→ **Extract**:

--

The federal agency notified Franklin Regional Medical Center earlier this month that it has until March 30 to fix problems with its governance, medical staff, nursing services and laboratory services to remain eligible to participate in the Medicare and Medicaid programs.

Failure to do so would mean the hospital would lose its ability to bill the two government insurance programs for caring for elderly and poor patients.

The hospital said in a statement Wednesday afternoon it has already taken steps to implement the plan, which includes policy and procedure revision, staff and physician education and process redesign.

"Our physicians and medical staff are committed to providing top-notch service to the residents of Franklin County,” Mike McNair, interim chief executive officer for the hospital, said in a written statement. "We’re pleased with the decision by CMS to accept our plan of action, and we look forward to continuing to deliver quality care to FRMC patients."

Beyond the general areas of concern, neither CMS nor Franklin Regional will say what the problems are.

CMS will make another unannounced visit to the hospital before the March 30 deadline to ensure it's implementing and complying with the plan. If so, it won't affect coverage of those on either insurance program.

--

→ **Exercise tasks**:
1. According to the hospital news excerpt, by what date must Franklin Regional Medical Center fix its problems to stay eligible for Medicare and Medicaid?
2. Continue the hospital news excerpt beyond its final sentence.

→ **Data supplied**:
--

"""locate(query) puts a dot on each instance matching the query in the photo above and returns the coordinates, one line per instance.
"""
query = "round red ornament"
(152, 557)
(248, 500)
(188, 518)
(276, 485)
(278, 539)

--

→ **Responses to the exercise**:
1. March 30

2.
If the hospital loses its ability to receive the government reimbursements, it could have an impact on a potential application to move the hospital from Louisburg to a larger facililty in Youngsville, said Lee Hoffman, Chief of the Certificate of Need (CON) Section with the North Carolina Division of Facility Services.

It will decide whether the facility can move and is expected to make its decision by April 28.

"Certainly, they (the hospital) are failing on a major criteria of the CON application," said Louisburg Town Councilman Boyd Sturges, an outspoken critic of the move because it would decentralize the hospital in the county.

"And I would think the CON people would have to look at that. I think they would have to look at that to their detriment," he said.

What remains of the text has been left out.